Segment Start: WORKING DATA
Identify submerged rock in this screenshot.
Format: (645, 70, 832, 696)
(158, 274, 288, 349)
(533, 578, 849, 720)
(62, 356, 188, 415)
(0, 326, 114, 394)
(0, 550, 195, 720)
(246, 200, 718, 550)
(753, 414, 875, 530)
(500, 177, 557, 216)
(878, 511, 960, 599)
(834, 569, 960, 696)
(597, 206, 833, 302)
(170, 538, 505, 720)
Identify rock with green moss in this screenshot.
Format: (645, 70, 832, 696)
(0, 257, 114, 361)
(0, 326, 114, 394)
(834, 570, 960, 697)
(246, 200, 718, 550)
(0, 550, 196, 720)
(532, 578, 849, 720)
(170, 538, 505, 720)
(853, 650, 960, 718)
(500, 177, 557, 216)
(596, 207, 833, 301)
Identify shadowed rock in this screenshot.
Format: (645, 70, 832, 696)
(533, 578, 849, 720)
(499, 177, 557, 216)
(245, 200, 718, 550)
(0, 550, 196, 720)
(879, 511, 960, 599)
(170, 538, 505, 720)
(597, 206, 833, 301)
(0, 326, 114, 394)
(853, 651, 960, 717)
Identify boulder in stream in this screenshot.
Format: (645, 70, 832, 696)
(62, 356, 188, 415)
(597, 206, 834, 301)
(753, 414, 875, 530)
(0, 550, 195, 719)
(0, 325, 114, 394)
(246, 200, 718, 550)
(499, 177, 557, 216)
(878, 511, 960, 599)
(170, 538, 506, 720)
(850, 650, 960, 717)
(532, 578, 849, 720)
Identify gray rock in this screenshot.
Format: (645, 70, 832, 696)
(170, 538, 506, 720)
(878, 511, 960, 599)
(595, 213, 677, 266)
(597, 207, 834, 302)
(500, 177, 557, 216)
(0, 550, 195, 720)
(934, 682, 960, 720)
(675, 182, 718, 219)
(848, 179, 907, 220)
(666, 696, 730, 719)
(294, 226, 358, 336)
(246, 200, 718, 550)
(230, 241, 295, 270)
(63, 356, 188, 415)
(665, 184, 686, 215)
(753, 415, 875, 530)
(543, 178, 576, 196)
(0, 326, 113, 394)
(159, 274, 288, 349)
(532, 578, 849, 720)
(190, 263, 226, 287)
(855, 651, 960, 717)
Segment End: WORKING DATA
Segment Start: WORKING DATA
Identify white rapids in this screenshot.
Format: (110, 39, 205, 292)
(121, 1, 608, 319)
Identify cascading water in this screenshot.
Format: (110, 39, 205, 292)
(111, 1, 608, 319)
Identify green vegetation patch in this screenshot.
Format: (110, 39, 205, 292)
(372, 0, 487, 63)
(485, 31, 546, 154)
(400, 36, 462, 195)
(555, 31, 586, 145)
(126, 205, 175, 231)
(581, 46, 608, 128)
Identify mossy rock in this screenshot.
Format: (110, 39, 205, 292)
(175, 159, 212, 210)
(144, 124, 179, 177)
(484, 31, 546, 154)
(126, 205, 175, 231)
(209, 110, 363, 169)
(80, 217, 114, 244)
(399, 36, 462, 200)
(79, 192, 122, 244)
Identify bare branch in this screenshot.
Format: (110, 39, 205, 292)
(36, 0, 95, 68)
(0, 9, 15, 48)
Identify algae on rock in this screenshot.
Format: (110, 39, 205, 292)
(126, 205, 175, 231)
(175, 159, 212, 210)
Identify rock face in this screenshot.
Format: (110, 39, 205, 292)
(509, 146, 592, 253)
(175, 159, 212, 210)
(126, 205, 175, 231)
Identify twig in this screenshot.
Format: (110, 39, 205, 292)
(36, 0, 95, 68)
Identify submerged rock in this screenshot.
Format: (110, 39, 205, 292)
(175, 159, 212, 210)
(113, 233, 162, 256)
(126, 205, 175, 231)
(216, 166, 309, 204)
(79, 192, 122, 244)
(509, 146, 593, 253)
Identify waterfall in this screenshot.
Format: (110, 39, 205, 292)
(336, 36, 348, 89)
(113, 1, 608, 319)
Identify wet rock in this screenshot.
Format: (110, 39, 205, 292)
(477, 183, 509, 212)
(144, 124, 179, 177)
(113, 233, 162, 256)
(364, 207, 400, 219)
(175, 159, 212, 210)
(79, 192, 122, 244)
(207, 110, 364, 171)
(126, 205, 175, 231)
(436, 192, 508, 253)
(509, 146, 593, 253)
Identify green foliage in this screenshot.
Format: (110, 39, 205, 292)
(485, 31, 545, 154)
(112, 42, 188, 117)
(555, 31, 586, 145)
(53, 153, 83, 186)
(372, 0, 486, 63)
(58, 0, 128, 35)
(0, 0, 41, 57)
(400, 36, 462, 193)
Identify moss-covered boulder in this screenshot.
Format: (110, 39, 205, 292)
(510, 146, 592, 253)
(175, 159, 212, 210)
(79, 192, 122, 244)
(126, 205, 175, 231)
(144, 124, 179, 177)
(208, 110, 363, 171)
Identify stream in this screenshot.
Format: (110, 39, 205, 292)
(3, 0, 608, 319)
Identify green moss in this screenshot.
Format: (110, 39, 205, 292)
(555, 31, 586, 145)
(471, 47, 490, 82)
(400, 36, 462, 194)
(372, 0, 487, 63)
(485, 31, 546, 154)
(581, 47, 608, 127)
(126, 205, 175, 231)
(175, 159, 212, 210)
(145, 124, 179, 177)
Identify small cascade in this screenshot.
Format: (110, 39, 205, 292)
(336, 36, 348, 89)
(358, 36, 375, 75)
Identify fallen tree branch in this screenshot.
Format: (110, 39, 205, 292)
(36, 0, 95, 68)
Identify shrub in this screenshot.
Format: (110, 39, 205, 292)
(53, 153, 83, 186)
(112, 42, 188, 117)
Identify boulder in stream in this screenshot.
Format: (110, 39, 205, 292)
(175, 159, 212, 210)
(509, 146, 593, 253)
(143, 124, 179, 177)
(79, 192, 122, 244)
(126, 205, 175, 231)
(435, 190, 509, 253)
Segment End: WORKING DATA
Segment Start: WORKING DATA
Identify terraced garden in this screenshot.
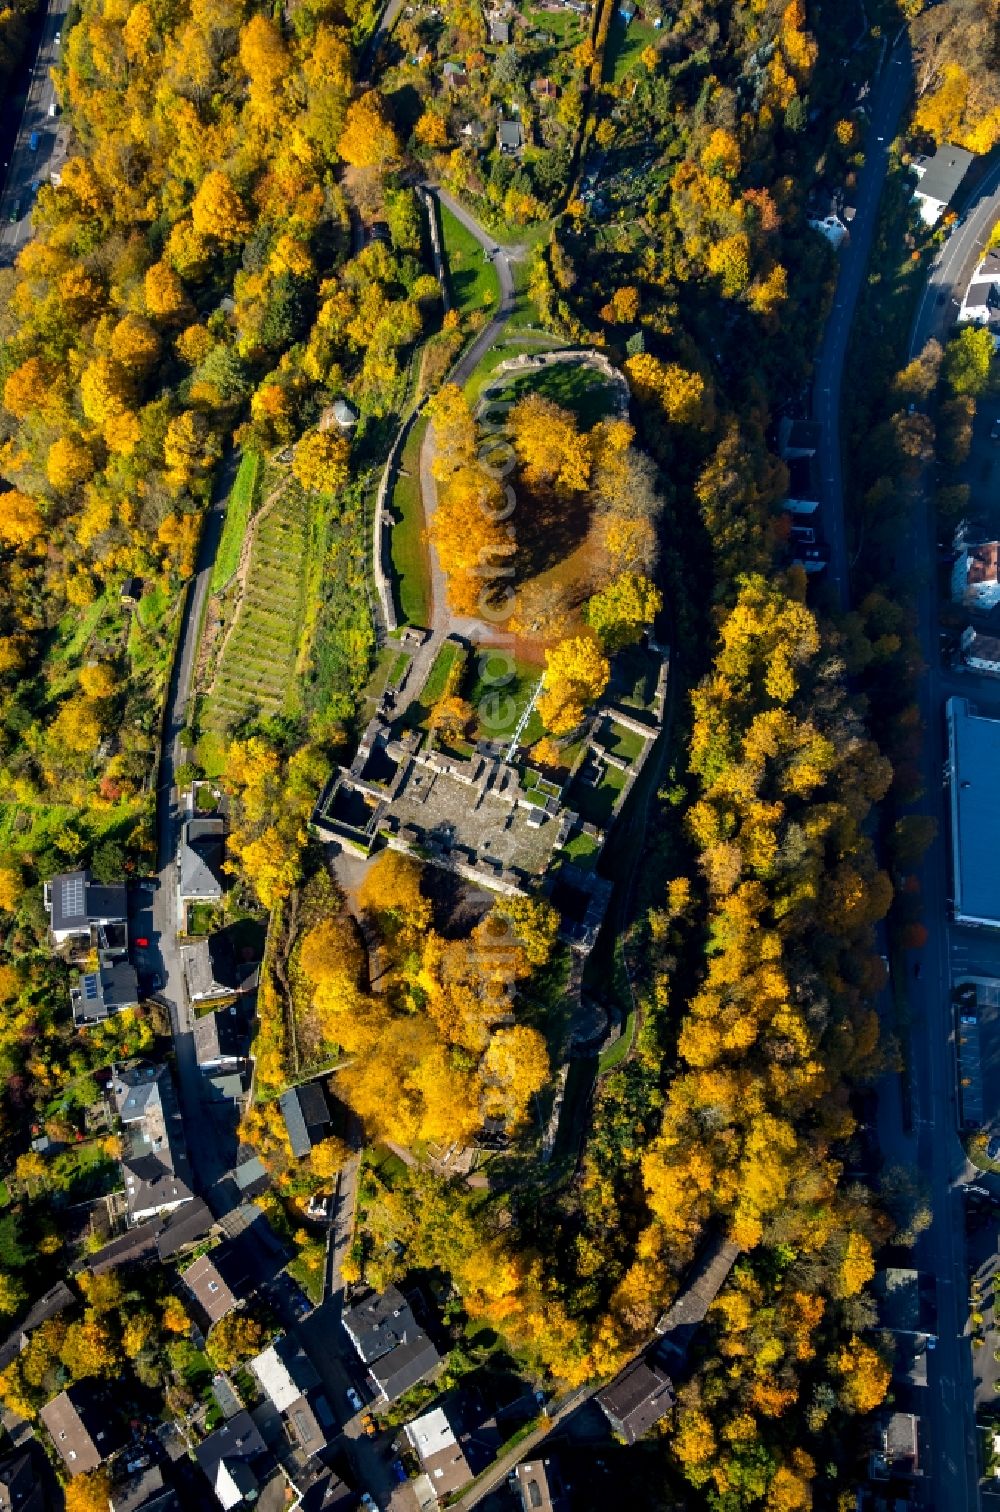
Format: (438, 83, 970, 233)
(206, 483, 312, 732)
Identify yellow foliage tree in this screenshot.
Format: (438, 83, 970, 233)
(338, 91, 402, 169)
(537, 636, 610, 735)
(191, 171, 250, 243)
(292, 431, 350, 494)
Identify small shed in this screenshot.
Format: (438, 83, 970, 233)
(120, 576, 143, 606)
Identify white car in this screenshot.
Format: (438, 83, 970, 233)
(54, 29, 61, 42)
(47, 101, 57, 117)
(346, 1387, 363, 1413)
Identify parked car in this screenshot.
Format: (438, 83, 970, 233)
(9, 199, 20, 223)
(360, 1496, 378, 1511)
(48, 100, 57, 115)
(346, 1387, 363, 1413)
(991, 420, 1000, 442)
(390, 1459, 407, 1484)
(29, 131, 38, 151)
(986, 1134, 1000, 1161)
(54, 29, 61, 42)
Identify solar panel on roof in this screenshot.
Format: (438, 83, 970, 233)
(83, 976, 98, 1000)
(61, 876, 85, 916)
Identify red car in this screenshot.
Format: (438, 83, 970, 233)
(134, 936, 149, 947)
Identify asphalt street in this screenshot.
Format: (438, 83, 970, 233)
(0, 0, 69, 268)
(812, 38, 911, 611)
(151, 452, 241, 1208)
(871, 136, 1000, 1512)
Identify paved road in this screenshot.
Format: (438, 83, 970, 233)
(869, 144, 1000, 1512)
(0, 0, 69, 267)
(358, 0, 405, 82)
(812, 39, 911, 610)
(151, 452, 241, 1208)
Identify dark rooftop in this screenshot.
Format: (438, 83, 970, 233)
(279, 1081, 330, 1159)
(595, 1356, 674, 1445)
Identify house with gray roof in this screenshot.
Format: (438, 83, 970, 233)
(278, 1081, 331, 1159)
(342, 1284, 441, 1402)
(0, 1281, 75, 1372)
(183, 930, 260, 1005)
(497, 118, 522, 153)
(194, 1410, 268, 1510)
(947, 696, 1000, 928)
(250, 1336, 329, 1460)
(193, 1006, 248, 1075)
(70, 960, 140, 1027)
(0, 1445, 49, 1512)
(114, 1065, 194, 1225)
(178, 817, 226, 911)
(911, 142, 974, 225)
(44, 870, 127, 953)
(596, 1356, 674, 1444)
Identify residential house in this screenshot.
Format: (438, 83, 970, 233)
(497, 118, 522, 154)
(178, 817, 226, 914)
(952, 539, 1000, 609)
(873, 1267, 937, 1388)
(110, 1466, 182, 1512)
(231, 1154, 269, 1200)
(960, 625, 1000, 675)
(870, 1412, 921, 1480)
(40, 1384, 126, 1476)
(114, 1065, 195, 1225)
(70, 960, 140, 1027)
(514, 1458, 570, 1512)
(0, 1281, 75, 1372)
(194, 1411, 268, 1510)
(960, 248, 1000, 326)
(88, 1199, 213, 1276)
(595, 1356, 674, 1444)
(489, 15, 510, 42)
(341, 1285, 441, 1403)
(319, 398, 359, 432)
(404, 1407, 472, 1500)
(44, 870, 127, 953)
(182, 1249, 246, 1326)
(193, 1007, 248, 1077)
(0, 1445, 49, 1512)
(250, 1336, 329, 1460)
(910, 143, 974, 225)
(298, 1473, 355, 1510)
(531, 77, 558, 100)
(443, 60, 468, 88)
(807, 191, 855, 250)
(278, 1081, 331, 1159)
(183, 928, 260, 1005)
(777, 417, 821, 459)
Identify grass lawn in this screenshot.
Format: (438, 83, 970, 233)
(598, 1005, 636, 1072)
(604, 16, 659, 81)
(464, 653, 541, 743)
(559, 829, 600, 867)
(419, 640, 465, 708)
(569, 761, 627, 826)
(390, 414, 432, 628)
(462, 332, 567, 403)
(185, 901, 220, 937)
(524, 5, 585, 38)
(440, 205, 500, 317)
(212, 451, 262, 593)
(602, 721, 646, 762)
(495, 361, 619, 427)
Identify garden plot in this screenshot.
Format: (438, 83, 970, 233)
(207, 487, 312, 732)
Segment End: WORKING DATA
### TASK GOAL
How many lines in the entries hold the word "small"? Only the number is wanted.

### RESULT OF THIS EXERCISE
2